Questa è materia che viene trattata un po’ in tutti i capitoli della Sollicitudo rei socialis, ma più specificamente ai paragrafi 20 e 21. A mio avviso, se si legano i giudizi espressi in questa parte, con quelli altrove nella stessa enciclica, non credo sia fondata l’interpretazione data da alcuni, e cioè che il Papa se la sarebbe “cavata” esprimendo un giudizio ugualmente critico, equidistante da ciascuno dei due sistemi perché la Chiesa non prende parte né per l’uno né per l’altro, così come non indica una terza via. Io credo, invece, che se noi leggiamo tutto il complesso di questo documento, nelle sue diverse parti e nelle loro interdipendenze, il giudizio da trarre pare a me essere ben diverso, sempre riferito alla dimensione universale.
E’ un dato di fatto inoppugnabile che oggi esistano nel mondo delle disuguaglianze profonde. Il mondo ha progredito nel dopoguerra un po’ dovunque, ma è anche vero che, soprattutto negli ultimi 10-20 anni, le disuguaglianze si sono approfondite. Tutta la documentazione più obiettiva mette in evidenza che il ritmo di crescita del reddito per abitante si è andato sempre più dissociando fra le nazioni sviluppate e quelle in corso di sviluppo.
Vorrei, al proposito, ricordare che alcune affermazioni contenute nell’enciclica hanno molti punti in comune con il documento redatto dall’episcopato cattolico negli Stati Uniti e pubblicato nel novembre del 1986. Ma anche risente ampiamente della critica che è stata svolta da esponenti della Chiesa cattolica dell’America Latina.
Cioè, mentre da un lato la Sollicitudo rei socialis riconosce che il mondo, l’economia moderna, vivono di un intenso dinamismo, nello stesso tempo prende atto, alla luce dell’evidenza statisticamente dimostrata, che questo dinamismo non si è uniformemente diffuso nelle diverse aree del globo.
Qui in sostanza, il giudizio morale si salda con l’analisi della situazione economica. Il giudizio morale è l’obiettivo, l’impulso che dovrebbe animare gli atti che l’uomo compie, i quali dovrebbero ispirarsi alla ricerca della giustizia e dell’uguaglianza, alla eliminazione delle condizioni di inferiorità, a lenire le sofferenze. Ma questo limite tendenziale non può essere un limite circoscritto ad aree geografiche ristrette, deve avere un respiro universale.

> _Consegna 1_: Conti le righe delle voci in cui compare la stringa "silver" e riporti unicamente il numero.

[Voci annotate con coordinate]
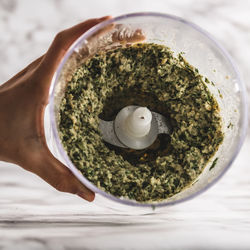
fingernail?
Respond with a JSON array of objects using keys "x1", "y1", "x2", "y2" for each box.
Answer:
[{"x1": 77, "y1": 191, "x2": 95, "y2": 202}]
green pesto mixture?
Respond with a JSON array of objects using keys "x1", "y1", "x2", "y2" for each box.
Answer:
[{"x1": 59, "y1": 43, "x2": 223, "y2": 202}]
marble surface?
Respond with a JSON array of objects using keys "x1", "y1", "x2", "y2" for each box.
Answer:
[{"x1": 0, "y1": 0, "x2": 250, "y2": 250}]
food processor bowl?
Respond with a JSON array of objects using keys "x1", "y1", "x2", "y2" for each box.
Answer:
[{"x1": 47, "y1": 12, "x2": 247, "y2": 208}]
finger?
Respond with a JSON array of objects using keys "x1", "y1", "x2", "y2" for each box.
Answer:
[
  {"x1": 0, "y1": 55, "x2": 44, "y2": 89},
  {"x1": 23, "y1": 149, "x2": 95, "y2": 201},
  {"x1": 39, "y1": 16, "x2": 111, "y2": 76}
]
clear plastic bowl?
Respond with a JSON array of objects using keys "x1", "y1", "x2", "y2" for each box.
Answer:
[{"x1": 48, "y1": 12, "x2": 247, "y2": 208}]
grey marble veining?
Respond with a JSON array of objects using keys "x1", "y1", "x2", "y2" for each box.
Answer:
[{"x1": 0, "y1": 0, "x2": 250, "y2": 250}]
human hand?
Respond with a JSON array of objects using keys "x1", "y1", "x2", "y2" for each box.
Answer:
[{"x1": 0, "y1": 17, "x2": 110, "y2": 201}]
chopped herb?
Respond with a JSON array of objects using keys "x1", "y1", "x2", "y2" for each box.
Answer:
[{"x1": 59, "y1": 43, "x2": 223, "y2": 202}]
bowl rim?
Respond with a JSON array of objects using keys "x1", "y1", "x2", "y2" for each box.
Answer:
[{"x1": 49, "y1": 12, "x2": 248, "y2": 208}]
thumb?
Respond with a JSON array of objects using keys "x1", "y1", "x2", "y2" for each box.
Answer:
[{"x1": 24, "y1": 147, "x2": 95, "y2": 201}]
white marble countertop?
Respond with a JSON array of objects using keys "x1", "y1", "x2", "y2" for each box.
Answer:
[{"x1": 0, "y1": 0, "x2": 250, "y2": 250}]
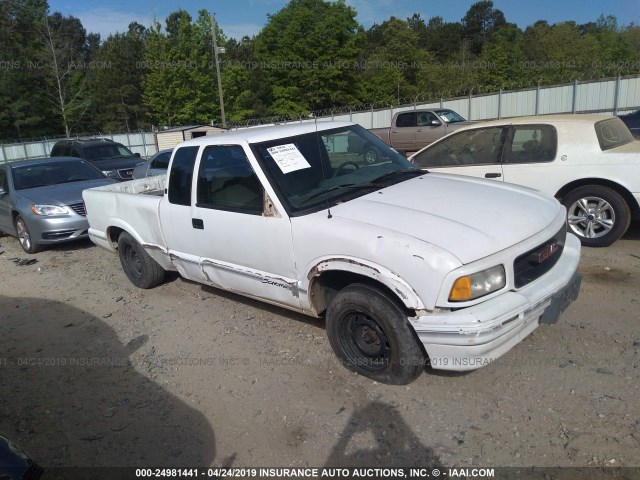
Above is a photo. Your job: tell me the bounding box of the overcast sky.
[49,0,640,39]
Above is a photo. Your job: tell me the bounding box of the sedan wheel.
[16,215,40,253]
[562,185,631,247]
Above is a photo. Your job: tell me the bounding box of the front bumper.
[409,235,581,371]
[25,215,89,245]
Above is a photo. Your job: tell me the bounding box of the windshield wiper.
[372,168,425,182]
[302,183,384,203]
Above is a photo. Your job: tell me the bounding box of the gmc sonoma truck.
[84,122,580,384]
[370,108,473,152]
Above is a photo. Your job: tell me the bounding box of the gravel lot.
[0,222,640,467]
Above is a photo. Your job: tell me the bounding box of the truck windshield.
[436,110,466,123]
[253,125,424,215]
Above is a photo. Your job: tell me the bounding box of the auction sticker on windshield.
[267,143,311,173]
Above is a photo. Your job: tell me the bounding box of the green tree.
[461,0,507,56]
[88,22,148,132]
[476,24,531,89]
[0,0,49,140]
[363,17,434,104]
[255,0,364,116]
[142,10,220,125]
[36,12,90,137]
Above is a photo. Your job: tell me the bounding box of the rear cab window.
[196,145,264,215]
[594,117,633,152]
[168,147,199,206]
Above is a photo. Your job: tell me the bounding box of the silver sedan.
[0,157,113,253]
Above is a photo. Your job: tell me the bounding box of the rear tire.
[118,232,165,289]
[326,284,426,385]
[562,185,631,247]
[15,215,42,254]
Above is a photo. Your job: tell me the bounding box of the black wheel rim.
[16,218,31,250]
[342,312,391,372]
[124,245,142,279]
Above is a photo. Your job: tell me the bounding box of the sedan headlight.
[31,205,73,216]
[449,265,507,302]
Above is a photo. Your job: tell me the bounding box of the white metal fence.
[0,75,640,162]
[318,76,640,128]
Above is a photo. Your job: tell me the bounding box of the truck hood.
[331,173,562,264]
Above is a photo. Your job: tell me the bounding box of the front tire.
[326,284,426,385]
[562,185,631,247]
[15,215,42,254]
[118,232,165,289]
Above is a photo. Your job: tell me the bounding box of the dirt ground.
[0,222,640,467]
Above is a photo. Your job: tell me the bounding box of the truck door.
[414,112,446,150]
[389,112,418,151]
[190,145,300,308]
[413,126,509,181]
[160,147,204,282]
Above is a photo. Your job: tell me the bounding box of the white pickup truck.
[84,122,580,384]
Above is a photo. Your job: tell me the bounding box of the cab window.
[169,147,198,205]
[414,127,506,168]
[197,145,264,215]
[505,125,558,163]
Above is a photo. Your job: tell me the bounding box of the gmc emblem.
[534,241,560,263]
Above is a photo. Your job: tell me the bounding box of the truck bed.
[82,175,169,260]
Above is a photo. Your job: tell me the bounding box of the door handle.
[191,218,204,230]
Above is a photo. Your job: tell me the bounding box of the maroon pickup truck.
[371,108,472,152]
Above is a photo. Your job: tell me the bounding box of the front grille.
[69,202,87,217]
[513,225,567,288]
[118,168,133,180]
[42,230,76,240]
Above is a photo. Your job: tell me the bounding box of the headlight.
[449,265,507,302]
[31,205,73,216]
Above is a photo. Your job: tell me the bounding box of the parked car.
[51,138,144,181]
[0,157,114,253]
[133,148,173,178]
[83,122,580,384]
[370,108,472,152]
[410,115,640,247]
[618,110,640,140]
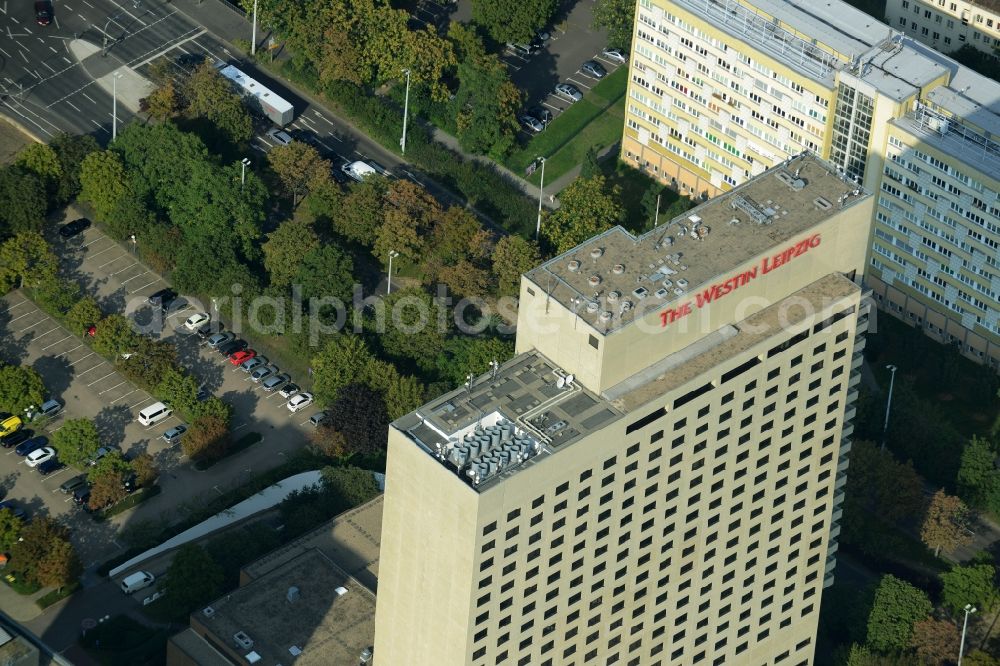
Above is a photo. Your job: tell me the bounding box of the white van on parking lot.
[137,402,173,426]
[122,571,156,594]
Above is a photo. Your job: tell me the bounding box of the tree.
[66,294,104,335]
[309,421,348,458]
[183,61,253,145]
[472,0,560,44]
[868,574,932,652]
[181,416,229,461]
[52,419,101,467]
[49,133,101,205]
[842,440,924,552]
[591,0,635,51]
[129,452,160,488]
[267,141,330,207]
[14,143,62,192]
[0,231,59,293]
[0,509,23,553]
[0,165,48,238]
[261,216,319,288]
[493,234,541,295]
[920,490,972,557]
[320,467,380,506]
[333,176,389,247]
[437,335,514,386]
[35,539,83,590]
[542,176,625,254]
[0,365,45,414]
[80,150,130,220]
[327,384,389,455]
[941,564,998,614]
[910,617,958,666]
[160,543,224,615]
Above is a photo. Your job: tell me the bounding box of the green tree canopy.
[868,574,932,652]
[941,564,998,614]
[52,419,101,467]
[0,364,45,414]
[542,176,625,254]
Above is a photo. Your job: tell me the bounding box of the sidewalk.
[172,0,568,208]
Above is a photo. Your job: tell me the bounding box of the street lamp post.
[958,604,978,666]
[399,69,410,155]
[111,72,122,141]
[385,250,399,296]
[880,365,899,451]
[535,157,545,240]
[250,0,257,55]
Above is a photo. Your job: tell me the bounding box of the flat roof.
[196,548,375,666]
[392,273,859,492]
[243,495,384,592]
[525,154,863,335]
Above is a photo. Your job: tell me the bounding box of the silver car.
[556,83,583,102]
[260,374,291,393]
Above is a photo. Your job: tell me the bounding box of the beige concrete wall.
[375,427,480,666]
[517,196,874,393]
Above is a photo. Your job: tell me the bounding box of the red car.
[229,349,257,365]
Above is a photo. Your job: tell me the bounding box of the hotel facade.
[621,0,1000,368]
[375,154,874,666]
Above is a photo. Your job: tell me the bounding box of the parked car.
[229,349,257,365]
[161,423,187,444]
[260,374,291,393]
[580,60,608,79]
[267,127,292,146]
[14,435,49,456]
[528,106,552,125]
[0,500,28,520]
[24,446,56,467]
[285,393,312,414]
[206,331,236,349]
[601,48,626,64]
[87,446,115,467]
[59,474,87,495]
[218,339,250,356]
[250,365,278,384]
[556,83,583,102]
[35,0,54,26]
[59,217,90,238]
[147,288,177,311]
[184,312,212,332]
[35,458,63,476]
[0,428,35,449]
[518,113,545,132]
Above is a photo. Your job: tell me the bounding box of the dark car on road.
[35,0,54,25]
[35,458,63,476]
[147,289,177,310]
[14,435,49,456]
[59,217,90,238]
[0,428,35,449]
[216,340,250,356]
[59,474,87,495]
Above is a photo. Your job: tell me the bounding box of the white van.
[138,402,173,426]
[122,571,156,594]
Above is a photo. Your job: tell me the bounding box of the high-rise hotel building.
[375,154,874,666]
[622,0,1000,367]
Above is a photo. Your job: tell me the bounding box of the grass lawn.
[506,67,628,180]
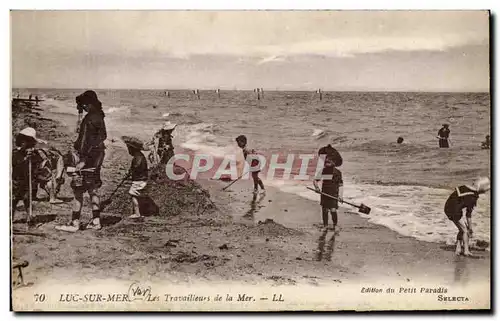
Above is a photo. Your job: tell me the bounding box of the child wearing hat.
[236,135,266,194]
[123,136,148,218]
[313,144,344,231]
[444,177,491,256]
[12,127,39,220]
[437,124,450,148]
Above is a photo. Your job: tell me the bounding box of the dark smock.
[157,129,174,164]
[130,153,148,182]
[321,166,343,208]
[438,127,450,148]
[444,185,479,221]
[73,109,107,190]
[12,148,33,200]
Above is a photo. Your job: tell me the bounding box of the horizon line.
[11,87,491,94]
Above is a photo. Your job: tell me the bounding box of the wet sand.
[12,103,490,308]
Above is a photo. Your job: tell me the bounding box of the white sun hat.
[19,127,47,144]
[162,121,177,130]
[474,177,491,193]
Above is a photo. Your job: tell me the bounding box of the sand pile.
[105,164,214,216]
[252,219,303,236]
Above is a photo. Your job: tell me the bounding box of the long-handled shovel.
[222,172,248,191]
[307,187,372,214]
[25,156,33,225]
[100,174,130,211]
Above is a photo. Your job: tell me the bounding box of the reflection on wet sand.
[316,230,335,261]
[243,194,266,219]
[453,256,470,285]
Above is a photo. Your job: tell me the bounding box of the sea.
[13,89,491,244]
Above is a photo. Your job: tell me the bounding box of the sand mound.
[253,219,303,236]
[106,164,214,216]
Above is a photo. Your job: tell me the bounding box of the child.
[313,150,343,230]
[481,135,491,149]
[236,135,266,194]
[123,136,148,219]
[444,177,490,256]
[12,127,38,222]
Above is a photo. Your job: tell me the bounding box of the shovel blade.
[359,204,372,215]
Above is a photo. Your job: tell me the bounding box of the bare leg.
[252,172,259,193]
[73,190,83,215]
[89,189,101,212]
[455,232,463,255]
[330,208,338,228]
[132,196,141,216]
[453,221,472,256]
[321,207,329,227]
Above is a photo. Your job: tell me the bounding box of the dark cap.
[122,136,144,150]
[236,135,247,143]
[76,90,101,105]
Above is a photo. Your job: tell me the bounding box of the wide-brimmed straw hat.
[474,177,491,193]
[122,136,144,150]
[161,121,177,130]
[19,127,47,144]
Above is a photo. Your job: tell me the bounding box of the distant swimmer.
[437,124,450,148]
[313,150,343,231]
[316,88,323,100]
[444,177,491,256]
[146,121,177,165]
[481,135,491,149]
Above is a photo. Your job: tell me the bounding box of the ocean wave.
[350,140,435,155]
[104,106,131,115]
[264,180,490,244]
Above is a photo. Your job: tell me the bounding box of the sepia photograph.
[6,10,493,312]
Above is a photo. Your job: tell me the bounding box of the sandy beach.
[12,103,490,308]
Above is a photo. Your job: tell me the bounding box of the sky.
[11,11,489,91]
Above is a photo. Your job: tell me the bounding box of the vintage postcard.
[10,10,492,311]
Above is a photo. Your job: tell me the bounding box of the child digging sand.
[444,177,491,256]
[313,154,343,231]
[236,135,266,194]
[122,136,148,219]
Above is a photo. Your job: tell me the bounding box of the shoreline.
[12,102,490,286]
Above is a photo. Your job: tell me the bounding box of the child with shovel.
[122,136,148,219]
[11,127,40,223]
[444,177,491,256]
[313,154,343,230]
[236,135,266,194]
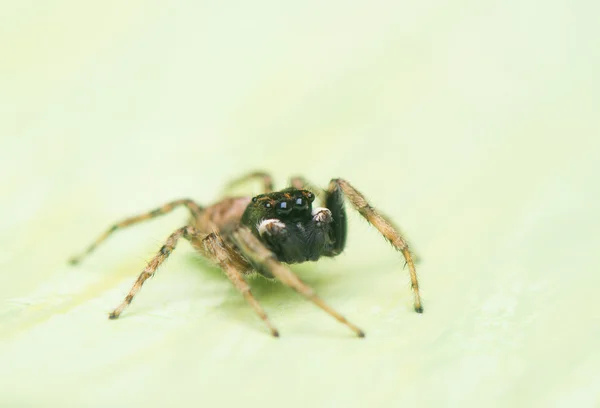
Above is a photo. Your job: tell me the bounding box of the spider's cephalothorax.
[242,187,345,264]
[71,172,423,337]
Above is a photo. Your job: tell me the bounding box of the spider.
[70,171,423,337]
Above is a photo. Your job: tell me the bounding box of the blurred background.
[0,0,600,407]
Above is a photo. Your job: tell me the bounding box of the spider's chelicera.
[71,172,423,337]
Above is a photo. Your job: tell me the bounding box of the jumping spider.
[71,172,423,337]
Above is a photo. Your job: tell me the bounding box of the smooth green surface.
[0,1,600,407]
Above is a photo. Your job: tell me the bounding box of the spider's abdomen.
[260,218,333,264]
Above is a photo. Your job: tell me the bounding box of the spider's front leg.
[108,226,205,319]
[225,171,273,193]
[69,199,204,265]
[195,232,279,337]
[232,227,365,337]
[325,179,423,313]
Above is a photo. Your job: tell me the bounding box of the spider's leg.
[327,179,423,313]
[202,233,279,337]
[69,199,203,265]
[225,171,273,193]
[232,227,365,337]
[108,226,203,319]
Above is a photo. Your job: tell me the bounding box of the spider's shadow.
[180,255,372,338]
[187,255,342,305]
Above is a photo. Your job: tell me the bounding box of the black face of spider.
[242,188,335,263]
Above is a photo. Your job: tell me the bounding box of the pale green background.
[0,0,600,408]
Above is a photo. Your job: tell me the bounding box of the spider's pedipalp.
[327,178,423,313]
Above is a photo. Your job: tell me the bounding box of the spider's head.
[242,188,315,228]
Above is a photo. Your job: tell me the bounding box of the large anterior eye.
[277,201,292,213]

> _Consegna 2_: Nel brano sulla Sollicitudo rei socialis, per quale ragione chi scrive considera infondata l'interpretazione secondo cui il Papa avrebbe espresso un giudizio equidistante dai due sistemi? Risponda in una o tre frasi.

> _Risposta 1_: 2

> _Risposta 2_: Se si collegano i giudizi dei paragrafi 20 e 21 con quelli espressi altrove nella stessa enciclica, il giudizio che se ne ricava è ben diverso. Lo stesso vale se si legge il documento nel suo complesso, nelle sue diverse parti e nelle loro interdipendenze. Tale giudizio resta sempre riferito alla dimensione universale.